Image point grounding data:

• • •

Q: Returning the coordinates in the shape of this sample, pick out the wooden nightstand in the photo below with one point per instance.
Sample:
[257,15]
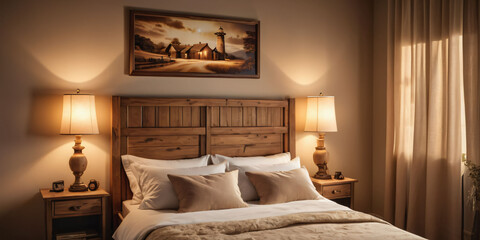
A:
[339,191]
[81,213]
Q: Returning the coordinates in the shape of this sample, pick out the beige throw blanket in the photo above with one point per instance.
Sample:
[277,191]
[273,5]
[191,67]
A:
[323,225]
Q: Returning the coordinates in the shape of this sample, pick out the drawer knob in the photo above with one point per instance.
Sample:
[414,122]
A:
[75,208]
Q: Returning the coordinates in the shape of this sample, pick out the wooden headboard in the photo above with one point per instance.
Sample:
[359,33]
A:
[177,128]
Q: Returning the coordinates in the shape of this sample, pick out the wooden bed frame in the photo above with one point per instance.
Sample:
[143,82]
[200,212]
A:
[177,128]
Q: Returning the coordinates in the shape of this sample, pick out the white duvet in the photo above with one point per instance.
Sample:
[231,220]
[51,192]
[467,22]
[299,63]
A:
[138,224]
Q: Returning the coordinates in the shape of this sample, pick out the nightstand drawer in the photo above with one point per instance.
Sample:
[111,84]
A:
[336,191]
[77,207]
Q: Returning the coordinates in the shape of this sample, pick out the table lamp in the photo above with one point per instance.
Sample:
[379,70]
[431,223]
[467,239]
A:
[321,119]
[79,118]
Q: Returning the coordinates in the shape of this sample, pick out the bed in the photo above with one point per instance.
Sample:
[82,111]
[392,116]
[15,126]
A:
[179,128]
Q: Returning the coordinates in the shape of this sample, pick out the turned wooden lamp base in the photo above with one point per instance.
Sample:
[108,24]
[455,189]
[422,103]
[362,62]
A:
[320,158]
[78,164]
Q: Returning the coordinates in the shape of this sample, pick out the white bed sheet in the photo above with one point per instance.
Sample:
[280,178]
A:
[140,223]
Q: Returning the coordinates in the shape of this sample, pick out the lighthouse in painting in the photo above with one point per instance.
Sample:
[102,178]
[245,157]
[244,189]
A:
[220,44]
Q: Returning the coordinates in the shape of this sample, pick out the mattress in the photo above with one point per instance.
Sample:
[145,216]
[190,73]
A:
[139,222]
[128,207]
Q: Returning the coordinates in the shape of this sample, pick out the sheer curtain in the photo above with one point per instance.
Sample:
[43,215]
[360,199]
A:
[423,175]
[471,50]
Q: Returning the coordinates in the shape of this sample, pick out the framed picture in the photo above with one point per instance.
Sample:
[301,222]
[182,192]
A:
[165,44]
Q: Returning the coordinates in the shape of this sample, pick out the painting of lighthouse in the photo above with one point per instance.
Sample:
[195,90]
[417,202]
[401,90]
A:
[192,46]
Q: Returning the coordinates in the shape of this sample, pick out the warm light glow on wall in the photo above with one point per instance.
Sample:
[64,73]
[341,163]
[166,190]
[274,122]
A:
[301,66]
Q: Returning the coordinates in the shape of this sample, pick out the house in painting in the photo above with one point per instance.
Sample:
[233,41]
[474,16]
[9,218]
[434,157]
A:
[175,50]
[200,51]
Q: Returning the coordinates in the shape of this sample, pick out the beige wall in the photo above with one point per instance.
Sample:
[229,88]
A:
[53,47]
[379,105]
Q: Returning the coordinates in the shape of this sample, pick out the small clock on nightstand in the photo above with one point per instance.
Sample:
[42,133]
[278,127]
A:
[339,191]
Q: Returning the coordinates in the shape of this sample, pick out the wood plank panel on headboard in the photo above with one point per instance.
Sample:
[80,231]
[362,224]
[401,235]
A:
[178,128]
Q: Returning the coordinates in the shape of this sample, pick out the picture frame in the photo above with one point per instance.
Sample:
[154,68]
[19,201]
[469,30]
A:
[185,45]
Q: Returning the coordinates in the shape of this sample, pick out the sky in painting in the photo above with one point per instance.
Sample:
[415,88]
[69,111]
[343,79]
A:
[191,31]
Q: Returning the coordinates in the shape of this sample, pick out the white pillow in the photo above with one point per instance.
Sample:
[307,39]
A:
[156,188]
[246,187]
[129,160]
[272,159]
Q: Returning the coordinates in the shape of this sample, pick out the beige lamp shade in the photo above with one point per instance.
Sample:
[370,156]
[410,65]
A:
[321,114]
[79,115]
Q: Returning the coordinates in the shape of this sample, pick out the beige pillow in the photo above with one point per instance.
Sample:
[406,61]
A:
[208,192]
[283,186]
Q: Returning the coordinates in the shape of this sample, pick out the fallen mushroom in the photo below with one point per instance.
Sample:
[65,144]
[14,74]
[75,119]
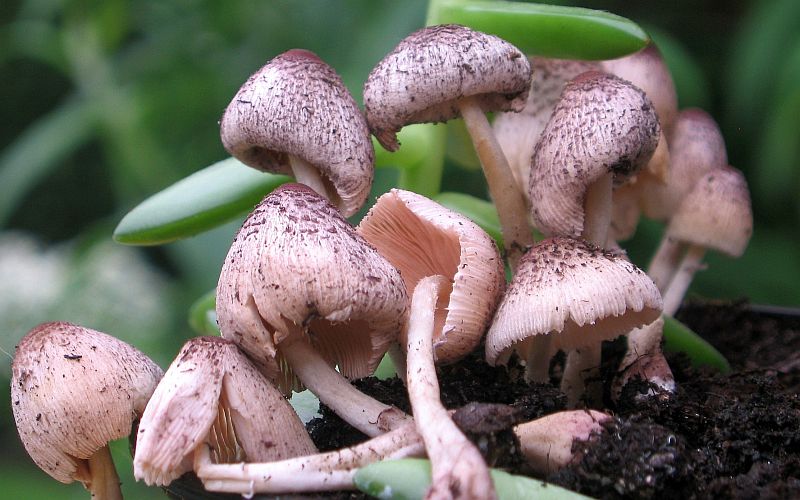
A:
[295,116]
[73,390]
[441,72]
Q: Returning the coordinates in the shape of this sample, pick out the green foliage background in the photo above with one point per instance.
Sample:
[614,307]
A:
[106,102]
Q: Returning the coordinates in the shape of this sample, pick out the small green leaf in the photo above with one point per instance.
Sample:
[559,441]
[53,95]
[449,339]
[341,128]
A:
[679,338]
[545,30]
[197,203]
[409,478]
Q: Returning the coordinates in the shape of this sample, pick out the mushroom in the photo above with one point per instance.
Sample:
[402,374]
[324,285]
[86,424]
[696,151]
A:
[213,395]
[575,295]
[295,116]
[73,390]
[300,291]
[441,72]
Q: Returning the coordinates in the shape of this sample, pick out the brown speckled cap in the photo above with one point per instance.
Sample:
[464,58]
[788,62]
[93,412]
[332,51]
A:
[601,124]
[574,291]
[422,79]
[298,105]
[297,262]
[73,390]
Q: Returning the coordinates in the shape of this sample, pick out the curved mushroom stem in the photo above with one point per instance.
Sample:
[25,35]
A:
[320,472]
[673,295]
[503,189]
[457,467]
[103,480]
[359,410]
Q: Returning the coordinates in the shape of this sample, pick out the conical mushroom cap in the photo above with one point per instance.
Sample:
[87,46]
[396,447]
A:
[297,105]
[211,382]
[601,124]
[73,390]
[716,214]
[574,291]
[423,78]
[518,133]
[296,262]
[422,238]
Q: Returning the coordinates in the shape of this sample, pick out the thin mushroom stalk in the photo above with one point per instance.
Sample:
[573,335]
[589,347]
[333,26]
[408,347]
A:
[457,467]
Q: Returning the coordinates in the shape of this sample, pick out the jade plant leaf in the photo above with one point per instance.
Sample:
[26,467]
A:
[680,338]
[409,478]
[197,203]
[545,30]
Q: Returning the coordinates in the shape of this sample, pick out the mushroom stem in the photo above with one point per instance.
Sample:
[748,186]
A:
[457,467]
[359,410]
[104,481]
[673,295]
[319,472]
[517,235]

• • •

## BRIEF:
With the pictures removed, return each record above exactly as given.

## OUTPUT OF THE EXERCISE:
Q: Returning the coordinates in the shape of this sample, pick out the wooden nightstand in the photo below with one point per instance.
Sample:
[257,15]
A:
[339,191]
[81,213]
Q: Returning the coordinates in the shape of this sample, pick out the beige throw blanket in the photo above with one point per instance.
Sample:
[277,191]
[273,5]
[191,67]
A:
[323,225]
Q: Returning the coordinates in the shape of this sample, pick out the drawer knob in the photo above with one point per instance.
Sample:
[414,122]
A:
[75,208]
Q: Returning the coordinates in the shape of this sample, pick out the wooden headboard in the photo above with one point per instance.
Sample:
[359,33]
A:
[177,128]
Q: Returning the coordinates in the shape of this sample, pick out the wooden bed frame in the photo above with one point per instance.
Sample:
[143,82]
[200,212]
A:
[177,128]
Q: Returning the coordinates in the shape of this sample, pick out the white duvet in the photo above with one point per instance.
Sample:
[231,220]
[51,192]
[467,22]
[299,63]
A:
[138,224]
Q: Returning the coordinates in the shape of this sample, pick out the nightstand drawer in the photo above with one point per instance.
Sample:
[111,84]
A:
[336,191]
[77,207]
Q: Returning the coordinates in the shape of this sample, pick out the table lamp in the photo above with one point per instance.
Sample:
[379,70]
[431,223]
[467,239]
A:
[321,119]
[79,118]
Q: Returning the coordinates in the shape of this sample, pick out the bed in the photo above with one point per instance.
Sample:
[82,111]
[392,116]
[15,126]
A:
[179,128]
Q: Returning the coordinates in the shape of this sample, pick out the turned wooden lamp base in the photo above with one point per instance.
Sample:
[108,24]
[455,189]
[422,103]
[362,62]
A:
[320,158]
[78,164]
Q: Returning the coordinates in the shape of this sample, pick out the white bed sheet in the photo above with one point per instance.
Sample:
[280,178]
A:
[140,223]
Q: Returning the coordinates in the shape of this sample, pick out the lighthouse in painting in the photo above with one point per instance.
Sample:
[102,178]
[245,157]
[244,189]
A:
[220,44]
Q: Returning the coordinates in the shape of this sample, pick out the mattress in the photo above with one point per instance.
Sample:
[145,216]
[190,73]
A:
[139,222]
[128,207]
Q: Returning the coordinates in the shape of this sample, pick out the sheer curtain in the photo above with one point per instance.
Sample:
[43,215]
[360,199]
A:
[423,175]
[471,50]
Q: Returning the coordinates in the shape of this sample, pick out the framed picture in the photo above with one point per instance.
Sample:
[301,222]
[182,192]
A:
[165,44]
Q: Returning the coordinates in the shape of this sample, pick out the painting of lighthouse in the photo above with one point per instance.
Sample:
[195,90]
[417,202]
[401,90]
A:
[192,46]
Q: Returning the coordinates in the shape of this sample, pick out the warm light glow on wall in the photo above with one point per instance.
Sample:
[64,73]
[341,163]
[166,190]
[274,122]
A:
[301,66]
Q: Returning the coordinates in the shape of this sample, pick out the house in painting in the photo above with one point per instance.
Sample:
[233,41]
[474,16]
[9,218]
[434,157]
A:
[175,50]
[200,51]
Q: Returning the coordinates in the shape of this sample, pick out the beige wall in the photo above with one point per instance.
Sample:
[229,88]
A:
[53,47]
[379,105]
Q: Returning the coordinates in the shape of this sample, pick out the small clock on nightstand in the photo above with one point per instance.
Sample:
[42,133]
[278,127]
A:
[339,191]
Q: Returning the coordinates in the shape of this sample, pick out the wood plank panel on headboard in the photo above with one point per instance.
Sample:
[80,231]
[362,224]
[401,235]
A:
[178,128]
Q: Returning the coordinates in the shape of this sample, pick out the picture frame in the photo above with one point per instance.
Sample:
[154,68]
[19,201]
[469,30]
A:
[185,45]
Q: Returning the coordinates in the shape of this sample, pick out the sky in painting in the photo above with one point per instance.
Sample:
[415,88]
[69,111]
[343,79]
A:
[191,31]
Q: Returning the coordinates in the shape of this sample, pick out the white pillow in the photo above with one point per instance.
Sample:
[307,39]
A:
[156,188]
[246,187]
[129,160]
[272,159]
Q: Returning the coordinates in the shape of this sample, pick out the beige lamp shade in the photo above with one point per instance.
Sample:
[370,156]
[410,65]
A:
[321,114]
[79,115]
Q: Returning the coordinates in the shape of this sample, pick out the beige pillow in the photo above with one point per instance.
Sample:
[406,61]
A:
[208,192]
[283,186]
Q: Returning the coordinates in the shape of this sample, pick out the fallen mushroom in the photo below with one point per instance.
Sample:
[65,144]
[14,74]
[75,119]
A:
[295,116]
[73,390]
[441,72]
Q: Returning the coordinates in the shape of this sample, pick out the green foliage background in the photo above with one point per instance.
Sample:
[614,307]
A:
[106,102]
Q: Returning the coordinates in the shape of this sample, pick out the small green leaf in the photo above with one point per instance.
Sample:
[559,441]
[53,95]
[449,339]
[341,128]
A:
[679,338]
[545,30]
[197,203]
[409,478]
Q: Returning the coordinates in the shape of this sample, pick out the mushroom in the photo above with one point per instance.
Sample:
[402,374]
[324,285]
[86,424]
[696,151]
A:
[213,395]
[575,295]
[295,116]
[73,390]
[300,291]
[441,72]
Q: Returning the coordinates in the shape of this sample, pick out the brown speckled cap in the photo above with one point per instance.
Sample:
[464,58]
[788,62]
[93,412]
[332,51]
A:
[601,124]
[574,291]
[422,79]
[298,105]
[297,262]
[73,390]
Q: Returning the coordinates in the shape of this sample, pick out the curved mushroom stem in the photo above with one point per instance.
Sample:
[25,35]
A:
[320,472]
[673,295]
[503,189]
[457,467]
[103,480]
[359,410]
Q: Returning the coordinates in the shape of this sample, pick out the conical mushroom cap in the photo above with one point per instance.
Sample:
[87,46]
[396,447]
A:
[297,105]
[211,382]
[601,124]
[73,390]
[716,214]
[574,291]
[423,78]
[518,133]
[296,262]
[422,238]
Q: Returning the coordinates in the shape of this sample, pick out the thin mushroom stalk in the photo above with one point per instance.
Sample:
[573,335]
[589,347]
[333,26]
[408,347]
A:
[457,467]
Q: Returning the coordinates in the shape of this sample, pick out the jade plant leaf in the photo above with one point per instance.
Sample:
[26,467]
A:
[680,338]
[409,478]
[197,203]
[545,30]
Q: Returning the coordinates in the shape of this sample, pick out the mushroom stem in the photo above with one point per instance.
Sample:
[748,186]
A:
[457,467]
[359,410]
[104,481]
[673,295]
[319,472]
[517,235]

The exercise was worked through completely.